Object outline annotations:
====

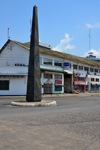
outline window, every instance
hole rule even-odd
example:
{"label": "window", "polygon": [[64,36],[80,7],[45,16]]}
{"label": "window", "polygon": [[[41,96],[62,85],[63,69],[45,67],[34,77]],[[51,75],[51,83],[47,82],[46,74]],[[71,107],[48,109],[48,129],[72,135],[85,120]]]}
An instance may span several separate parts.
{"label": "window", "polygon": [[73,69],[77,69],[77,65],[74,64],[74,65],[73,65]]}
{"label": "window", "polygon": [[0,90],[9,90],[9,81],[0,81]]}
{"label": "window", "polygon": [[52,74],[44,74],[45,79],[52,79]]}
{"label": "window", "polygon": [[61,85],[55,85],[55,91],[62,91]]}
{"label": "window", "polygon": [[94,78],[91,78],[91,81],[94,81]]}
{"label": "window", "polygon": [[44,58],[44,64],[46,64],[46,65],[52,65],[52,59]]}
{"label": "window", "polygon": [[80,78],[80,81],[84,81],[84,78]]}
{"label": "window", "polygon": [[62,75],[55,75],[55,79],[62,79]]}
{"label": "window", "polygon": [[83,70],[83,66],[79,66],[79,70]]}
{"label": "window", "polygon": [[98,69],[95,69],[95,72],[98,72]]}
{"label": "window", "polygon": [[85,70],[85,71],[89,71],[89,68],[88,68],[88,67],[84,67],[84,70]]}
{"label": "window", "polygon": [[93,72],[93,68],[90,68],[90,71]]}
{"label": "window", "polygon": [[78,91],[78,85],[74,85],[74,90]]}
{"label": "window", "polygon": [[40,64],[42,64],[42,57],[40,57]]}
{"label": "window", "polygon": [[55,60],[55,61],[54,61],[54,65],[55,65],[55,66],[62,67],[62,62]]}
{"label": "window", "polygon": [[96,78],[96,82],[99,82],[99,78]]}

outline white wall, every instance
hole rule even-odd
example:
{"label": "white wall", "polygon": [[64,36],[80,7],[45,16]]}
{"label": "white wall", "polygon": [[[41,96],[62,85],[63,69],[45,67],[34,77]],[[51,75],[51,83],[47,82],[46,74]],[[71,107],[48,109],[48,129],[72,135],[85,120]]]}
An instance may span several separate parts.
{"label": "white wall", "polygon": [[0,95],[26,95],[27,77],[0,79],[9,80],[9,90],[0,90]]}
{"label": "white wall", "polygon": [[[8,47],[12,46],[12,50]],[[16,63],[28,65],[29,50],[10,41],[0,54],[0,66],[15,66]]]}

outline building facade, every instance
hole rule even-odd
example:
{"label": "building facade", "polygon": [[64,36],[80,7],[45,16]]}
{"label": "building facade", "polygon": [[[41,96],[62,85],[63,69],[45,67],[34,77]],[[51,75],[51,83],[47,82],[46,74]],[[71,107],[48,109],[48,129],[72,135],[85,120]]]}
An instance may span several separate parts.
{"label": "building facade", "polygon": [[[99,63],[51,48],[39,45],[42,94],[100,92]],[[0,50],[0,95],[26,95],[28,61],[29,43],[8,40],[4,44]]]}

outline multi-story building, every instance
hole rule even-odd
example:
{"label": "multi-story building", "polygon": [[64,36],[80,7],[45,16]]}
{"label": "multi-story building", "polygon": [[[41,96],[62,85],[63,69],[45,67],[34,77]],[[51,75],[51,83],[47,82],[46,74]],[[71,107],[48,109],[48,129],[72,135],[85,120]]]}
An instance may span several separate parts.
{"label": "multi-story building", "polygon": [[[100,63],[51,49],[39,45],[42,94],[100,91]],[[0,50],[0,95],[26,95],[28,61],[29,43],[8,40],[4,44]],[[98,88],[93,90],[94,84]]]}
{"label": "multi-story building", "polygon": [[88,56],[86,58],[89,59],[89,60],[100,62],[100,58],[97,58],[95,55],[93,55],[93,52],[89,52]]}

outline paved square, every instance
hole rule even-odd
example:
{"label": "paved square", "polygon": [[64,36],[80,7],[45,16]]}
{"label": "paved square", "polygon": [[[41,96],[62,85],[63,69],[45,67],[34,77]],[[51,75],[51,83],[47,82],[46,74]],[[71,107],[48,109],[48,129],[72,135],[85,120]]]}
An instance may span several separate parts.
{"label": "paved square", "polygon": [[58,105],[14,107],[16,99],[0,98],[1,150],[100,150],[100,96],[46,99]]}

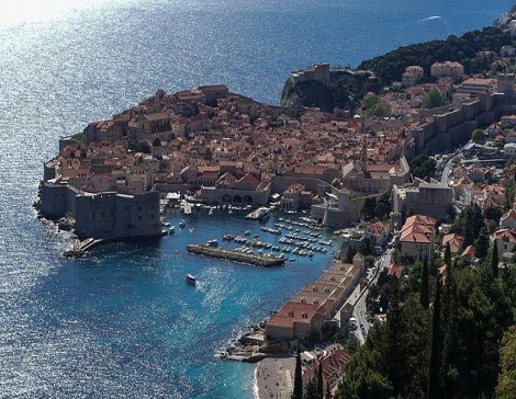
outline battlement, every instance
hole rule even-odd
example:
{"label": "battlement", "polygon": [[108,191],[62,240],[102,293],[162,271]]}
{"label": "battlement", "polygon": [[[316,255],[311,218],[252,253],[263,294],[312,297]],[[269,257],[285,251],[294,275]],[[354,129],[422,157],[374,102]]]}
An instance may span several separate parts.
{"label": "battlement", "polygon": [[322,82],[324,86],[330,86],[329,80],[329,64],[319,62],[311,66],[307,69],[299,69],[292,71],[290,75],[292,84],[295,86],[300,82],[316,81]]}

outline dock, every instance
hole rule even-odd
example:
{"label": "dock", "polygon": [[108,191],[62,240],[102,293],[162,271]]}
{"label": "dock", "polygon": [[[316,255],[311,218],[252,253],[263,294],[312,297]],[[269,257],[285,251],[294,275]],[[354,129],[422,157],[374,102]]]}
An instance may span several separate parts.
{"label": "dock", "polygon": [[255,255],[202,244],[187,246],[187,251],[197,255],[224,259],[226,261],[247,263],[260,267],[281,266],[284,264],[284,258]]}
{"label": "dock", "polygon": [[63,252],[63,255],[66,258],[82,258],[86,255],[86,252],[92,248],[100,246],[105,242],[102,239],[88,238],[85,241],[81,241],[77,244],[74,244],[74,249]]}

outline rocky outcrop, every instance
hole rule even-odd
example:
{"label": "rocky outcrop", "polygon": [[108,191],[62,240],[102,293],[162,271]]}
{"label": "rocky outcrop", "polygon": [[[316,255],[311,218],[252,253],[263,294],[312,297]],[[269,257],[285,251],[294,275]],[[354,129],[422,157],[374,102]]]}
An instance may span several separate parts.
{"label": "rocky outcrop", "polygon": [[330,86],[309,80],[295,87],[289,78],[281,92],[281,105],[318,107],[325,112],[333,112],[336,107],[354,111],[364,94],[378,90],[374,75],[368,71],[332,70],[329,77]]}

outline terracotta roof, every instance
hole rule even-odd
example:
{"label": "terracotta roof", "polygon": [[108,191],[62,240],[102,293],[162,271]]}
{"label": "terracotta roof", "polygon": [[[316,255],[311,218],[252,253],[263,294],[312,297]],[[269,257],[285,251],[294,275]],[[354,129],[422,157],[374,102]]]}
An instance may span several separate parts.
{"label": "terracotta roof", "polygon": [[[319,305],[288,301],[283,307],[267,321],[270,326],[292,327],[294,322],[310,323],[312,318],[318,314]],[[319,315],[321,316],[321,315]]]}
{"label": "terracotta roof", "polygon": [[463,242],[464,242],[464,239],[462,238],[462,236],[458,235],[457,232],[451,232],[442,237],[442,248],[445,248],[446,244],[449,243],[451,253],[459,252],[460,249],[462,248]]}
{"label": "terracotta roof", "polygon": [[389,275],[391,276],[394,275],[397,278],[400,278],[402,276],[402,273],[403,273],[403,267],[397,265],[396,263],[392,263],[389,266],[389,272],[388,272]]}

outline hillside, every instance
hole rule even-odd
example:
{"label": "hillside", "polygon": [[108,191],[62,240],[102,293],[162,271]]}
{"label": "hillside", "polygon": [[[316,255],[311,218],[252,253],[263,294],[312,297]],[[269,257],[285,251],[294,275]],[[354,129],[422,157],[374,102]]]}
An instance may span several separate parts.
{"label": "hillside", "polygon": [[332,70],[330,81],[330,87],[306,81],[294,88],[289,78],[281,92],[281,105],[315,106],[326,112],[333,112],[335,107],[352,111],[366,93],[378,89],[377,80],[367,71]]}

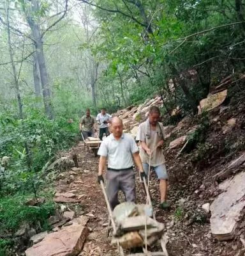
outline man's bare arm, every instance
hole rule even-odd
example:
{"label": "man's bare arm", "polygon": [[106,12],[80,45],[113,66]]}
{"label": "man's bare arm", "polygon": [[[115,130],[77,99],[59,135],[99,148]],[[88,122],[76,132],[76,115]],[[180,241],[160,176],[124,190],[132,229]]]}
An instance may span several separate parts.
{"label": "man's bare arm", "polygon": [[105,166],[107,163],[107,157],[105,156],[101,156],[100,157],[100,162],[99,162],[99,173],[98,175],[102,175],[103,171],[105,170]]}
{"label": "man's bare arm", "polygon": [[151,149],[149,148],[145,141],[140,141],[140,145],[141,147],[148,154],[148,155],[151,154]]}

====

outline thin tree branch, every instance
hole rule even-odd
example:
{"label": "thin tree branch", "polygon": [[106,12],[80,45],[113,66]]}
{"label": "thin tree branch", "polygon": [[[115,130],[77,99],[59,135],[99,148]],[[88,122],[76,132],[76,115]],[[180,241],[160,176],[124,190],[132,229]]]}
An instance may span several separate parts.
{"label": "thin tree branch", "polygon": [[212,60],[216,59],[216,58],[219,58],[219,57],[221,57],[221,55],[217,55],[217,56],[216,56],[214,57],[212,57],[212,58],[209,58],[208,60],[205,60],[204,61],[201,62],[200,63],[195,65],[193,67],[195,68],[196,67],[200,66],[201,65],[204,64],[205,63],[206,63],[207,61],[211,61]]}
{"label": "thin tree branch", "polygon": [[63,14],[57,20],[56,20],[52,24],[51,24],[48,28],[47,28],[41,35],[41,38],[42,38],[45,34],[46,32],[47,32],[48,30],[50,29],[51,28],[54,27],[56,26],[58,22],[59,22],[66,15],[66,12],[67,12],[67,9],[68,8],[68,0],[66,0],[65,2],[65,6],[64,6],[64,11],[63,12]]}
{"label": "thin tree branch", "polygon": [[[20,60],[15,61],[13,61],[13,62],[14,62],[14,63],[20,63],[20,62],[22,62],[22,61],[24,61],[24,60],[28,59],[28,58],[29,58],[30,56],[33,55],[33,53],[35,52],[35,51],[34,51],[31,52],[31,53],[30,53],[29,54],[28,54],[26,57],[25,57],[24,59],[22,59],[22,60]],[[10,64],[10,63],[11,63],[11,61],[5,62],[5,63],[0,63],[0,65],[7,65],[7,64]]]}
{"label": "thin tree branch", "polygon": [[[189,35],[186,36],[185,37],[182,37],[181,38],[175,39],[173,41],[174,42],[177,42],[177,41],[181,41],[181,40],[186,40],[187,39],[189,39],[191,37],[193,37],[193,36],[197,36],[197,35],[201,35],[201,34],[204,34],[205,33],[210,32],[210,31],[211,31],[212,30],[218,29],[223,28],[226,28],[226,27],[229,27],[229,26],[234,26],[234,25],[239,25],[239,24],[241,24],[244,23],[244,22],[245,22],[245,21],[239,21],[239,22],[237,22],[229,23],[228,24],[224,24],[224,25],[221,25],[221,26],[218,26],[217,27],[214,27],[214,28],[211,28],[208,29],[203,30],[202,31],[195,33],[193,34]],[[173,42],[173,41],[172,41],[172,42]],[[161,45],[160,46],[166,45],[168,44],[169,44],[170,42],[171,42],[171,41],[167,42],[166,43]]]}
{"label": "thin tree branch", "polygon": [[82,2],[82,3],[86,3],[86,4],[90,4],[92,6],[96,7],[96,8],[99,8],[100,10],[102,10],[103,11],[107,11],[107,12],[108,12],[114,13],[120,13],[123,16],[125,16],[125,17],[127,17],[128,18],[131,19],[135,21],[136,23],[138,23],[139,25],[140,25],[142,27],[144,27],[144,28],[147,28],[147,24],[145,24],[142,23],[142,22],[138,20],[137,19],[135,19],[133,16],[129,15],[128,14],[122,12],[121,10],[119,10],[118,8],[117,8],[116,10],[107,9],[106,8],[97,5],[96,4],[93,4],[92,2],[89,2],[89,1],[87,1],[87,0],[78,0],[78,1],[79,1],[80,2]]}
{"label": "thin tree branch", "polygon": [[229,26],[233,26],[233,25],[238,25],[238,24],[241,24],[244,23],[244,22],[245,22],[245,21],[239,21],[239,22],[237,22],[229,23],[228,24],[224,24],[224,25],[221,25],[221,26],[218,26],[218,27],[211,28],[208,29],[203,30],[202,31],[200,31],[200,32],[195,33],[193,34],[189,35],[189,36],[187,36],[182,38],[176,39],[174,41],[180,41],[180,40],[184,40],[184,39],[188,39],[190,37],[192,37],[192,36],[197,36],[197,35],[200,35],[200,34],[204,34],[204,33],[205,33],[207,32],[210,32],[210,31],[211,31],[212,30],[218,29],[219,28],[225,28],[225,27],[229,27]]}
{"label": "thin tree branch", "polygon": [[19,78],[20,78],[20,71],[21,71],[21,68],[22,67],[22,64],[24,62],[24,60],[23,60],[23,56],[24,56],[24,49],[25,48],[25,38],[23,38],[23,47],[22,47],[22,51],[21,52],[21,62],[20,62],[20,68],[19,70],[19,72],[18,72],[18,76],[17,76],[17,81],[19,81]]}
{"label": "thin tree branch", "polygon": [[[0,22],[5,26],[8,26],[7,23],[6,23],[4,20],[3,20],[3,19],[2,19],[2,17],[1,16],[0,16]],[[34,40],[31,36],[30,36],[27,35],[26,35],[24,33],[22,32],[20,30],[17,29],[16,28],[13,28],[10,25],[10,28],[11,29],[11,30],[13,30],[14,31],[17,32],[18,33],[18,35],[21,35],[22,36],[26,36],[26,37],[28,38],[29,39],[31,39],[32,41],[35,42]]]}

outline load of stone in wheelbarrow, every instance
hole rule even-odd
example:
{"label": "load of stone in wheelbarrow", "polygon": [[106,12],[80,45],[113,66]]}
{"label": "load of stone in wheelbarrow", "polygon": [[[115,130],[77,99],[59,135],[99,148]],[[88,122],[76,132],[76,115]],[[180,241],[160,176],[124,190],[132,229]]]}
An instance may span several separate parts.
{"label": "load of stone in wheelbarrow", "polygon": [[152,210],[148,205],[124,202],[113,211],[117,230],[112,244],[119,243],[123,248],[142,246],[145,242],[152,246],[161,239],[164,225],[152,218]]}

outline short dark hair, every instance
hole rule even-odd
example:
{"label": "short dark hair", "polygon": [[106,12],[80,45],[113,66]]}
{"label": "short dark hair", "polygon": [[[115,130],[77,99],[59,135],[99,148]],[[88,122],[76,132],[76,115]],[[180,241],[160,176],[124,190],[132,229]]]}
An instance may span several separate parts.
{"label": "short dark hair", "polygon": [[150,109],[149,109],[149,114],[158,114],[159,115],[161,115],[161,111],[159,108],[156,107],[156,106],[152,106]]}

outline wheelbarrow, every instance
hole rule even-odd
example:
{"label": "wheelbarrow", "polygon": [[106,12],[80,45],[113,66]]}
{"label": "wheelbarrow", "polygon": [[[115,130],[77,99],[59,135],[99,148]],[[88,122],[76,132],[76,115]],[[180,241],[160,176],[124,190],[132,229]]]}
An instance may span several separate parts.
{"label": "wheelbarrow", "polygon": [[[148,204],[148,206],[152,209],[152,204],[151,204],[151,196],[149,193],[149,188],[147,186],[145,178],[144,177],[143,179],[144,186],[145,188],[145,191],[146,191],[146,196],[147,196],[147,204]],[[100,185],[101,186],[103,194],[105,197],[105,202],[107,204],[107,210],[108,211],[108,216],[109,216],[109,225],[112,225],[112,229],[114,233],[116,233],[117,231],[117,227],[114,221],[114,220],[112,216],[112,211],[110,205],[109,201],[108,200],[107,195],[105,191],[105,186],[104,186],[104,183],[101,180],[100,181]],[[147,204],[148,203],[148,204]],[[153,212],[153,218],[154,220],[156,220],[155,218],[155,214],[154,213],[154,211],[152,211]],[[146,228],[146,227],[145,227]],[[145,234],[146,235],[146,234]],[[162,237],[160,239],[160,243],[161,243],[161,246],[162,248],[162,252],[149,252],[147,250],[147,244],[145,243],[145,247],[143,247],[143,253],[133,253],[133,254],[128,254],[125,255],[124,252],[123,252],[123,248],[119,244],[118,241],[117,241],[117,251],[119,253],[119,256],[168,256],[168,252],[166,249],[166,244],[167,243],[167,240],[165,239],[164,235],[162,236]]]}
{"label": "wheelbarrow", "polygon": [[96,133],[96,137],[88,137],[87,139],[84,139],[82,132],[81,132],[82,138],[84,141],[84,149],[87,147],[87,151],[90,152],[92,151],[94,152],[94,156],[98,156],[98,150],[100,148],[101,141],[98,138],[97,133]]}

====

Extract every line of the material that contains the string "stone", treating uppercase and lowercase as distinct.

(Task response)
outline load of stone in wheelbarrow, every instance
{"label": "load of stone in wheelbarrow", "polygon": [[106,12],[80,45],[113,66]]}
{"label": "load of stone in wheelbarrow", "polygon": [[[115,130],[77,99],[59,135],[99,148]],[[88,122],[76,132],[76,115]],[[180,241],[160,176],[124,190],[132,229]]]}
{"label": "load of stone in wheelbarrow", "polygon": [[152,210],[148,205],[124,202],[113,211],[117,230],[112,244],[119,243],[123,248],[142,246],[145,242],[152,246],[161,239],[164,225],[152,218]]}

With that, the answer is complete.